◆ Directions for this task
Return all the data verbatim but without images.

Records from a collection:
'''
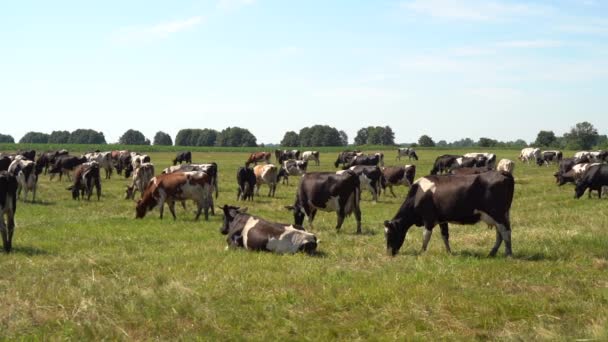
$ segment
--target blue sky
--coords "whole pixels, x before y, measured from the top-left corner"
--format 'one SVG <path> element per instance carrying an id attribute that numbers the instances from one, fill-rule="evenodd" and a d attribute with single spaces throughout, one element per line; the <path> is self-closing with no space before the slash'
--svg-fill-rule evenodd
<path id="1" fill-rule="evenodd" d="M 608 133 L 608 2 L 3 1 L 0 133 Z"/>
'''
◆ Written reply
$ segment
--target blue sky
--coords "whole pixels, x before y, measured from the top-left corner"
--format 'one SVG <path> element per instance carrying an id attribute that numbers the instances from one, fill-rule="evenodd" and a d attribute with single spaces throughout, one element per line; the <path> is self-closing with no space before the slash'
--svg-fill-rule evenodd
<path id="1" fill-rule="evenodd" d="M 608 133 L 608 2 L 3 1 L 0 133 Z"/>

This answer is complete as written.